> **Dataset entries**

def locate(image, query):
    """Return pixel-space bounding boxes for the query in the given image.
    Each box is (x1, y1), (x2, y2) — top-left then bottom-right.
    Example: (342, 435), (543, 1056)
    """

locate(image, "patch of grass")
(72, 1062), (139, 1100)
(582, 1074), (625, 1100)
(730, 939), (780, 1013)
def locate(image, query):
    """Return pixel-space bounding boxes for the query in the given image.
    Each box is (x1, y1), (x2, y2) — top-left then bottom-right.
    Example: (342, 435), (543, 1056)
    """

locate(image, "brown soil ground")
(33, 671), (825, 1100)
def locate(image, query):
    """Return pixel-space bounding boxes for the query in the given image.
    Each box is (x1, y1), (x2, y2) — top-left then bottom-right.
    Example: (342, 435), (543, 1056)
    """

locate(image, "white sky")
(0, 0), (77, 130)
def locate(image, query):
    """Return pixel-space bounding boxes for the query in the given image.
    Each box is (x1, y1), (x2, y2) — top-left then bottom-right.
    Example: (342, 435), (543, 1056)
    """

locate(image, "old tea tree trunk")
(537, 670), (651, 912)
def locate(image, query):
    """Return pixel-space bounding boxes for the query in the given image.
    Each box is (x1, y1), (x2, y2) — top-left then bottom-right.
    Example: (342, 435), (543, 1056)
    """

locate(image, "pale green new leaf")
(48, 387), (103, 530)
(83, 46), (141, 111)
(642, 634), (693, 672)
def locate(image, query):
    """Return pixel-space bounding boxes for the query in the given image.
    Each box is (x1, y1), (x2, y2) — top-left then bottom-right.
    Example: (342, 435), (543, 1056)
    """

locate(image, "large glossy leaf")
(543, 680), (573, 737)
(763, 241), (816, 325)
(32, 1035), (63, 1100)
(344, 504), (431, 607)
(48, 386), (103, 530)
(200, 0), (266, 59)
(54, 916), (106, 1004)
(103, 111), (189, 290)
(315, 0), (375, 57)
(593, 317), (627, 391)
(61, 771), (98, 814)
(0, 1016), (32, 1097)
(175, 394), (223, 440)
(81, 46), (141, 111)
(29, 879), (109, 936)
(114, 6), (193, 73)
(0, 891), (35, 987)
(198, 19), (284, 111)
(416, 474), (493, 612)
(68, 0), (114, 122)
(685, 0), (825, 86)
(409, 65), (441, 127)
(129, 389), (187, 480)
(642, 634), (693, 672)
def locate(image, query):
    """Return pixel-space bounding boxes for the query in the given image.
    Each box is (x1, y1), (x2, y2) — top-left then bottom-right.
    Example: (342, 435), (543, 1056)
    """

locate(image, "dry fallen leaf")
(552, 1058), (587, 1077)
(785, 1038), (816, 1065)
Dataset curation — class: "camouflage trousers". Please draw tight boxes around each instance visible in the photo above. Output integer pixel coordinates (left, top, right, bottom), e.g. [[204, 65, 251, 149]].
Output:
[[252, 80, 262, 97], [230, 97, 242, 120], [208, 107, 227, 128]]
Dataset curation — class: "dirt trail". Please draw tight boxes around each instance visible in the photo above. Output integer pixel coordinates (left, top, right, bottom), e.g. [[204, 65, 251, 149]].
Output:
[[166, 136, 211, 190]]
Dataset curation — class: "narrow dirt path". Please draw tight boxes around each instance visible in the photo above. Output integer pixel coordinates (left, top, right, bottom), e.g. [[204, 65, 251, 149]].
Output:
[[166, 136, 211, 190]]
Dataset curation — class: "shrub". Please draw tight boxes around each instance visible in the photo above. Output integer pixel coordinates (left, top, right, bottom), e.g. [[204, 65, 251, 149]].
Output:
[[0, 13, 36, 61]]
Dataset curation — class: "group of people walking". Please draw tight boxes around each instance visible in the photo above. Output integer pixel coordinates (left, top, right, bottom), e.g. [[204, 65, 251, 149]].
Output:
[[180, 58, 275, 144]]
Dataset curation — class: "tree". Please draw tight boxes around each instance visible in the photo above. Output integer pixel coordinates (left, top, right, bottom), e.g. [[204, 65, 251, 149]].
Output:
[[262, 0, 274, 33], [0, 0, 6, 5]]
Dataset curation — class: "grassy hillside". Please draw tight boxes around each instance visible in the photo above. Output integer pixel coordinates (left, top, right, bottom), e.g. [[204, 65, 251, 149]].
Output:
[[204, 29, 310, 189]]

> **Problem description**
Rewrite all the lines above, putting "snug boxes" wherever "tight boxes" appears and leaving everything else as it is.

> **Right answer**
def locate(image, query):
    """Return pixel-space bounding boxes for the query in the given image.
    Each box is (x1, y1), (x2, y2) — top-left then bottom-right.
    Example: (342, 435), (543, 1056)
    """

locate(image, "patch of grass")
(72, 1062), (139, 1100)
(582, 1074), (625, 1100)
(730, 939), (780, 1013)
def locate(image, query):
    """Return pixel-space bounding boxes for the query in the given image.
    Each box is (x1, y1), (x2, y2) — top-left then bottom-right.
    Example: (342, 435), (543, 1056)
    """

locate(image, "brown soil ground")
(33, 671), (825, 1100)
def locate(image, query):
    """Return pixel-space bounding boxes for the query in the given image.
    Each box is (x1, y1), (x2, y2) — top-left then bottom-right.
    Example: (342, 435), (543, 1056)
    """

locate(image, "white sky")
(0, 0), (77, 130)
def locate(image, query):
    """Return pixel-space bounding boxes for the query in the given image.
    Each box is (x1, y1), (x2, y2) — top-left then bottom-right.
    Example: (342, 435), (543, 1056)
    """

locate(image, "old tea tree trunk")
(537, 670), (651, 912)
def locate(image, query):
    """Return pixel-space bounding boxes for the query in the given image.
    Each box is (x1, y1), (x2, y2) — top-left then bottom-right.
    Example: (342, 435), (543, 1056)
    """

locate(image, "pale green new leaf")
(48, 387), (103, 530)
(83, 46), (141, 111)
(642, 634), (693, 672)
def locate(image, query):
    """Return pixel-space bounding boxes for the query in the given image.
    Each box is (x1, y1), (x2, y2) — top-left then bottom-right.
    Example: (342, 435), (543, 1056)
    """

locate(image, "large glossy leaf")
(543, 680), (573, 737)
(763, 241), (816, 325)
(32, 1035), (63, 1100)
(344, 504), (431, 607)
(48, 386), (103, 530)
(200, 0), (266, 59)
(54, 916), (106, 1004)
(103, 111), (189, 290)
(315, 0), (375, 57)
(593, 317), (627, 391)
(61, 771), (98, 814)
(0, 1016), (32, 1097)
(175, 394), (223, 440)
(81, 46), (141, 111)
(29, 879), (109, 936)
(114, 6), (193, 73)
(0, 891), (35, 987)
(198, 19), (284, 111)
(416, 474), (493, 612)
(68, 0), (114, 122)
(685, 0), (825, 86)
(409, 65), (441, 127)
(129, 389), (187, 480)
(642, 634), (693, 672)
def locate(image, query):
    """Return pixel-space bounding boxes for the query in the given image.
    Each box is (x1, y1), (x2, y2) — top-left then bottom-right.
    Example: (342, 435), (543, 1056)
    """

locate(image, "dry fallen leaf")
(552, 1058), (587, 1077)
(785, 1038), (816, 1065)
Dataset curation — class: "camouflage trousers". Please draw snug boxes around each instance visible in the photo above. Output integer pixel coordinates (left, top, right, bottom), e.g. [[204, 65, 251, 149]].
Output:
[[252, 80, 262, 97], [230, 97, 242, 120], [208, 107, 227, 128]]
Dataset curation — class: "dirt trail". Please draw snug boxes around each instance visible in the photo above. Output integer pixel coordinates (left, top, right, bottom), e.g. [[204, 65, 251, 149]].
Output:
[[166, 136, 211, 190]]
Dataset curation — class: "narrow dirt path". Please draw snug boxes around each instance visible in the photo above. Output integer pixel coordinates (left, top, right, bottom), e.g. [[204, 65, 251, 149]].
Output:
[[166, 136, 211, 190]]
Dataset curation — class: "shrub". Please draw snug boxes around each instance visible in the photo above. Output integer pixel coordinates (left, top, right, bottom), e.g. [[204, 65, 251, 149]].
Output:
[[0, 13, 36, 61]]
Dataset curation — class: "group of people walking". Please draw snug boxes around each instance visible in the photo above. Output integer pixel coordinates (left, top, right, bottom), e.g. [[204, 65, 251, 149]].
Output:
[[180, 58, 275, 144]]
Dataset curation — class: "tree". Please draw snug boxes around each instance visible in the photo above. Output integer pixel coordinates (left, top, right, bottom), e.g. [[204, 65, 251, 149]].
Output:
[[262, 0, 274, 33], [0, 0, 6, 5]]
Dataset curation — class: "grassy hillside". Please draw snug boxes around each instance visible in the photo above. Output integer pixel coordinates (left, top, right, bottom), e.g. [[204, 65, 251, 149]].
Output:
[[204, 29, 310, 189]]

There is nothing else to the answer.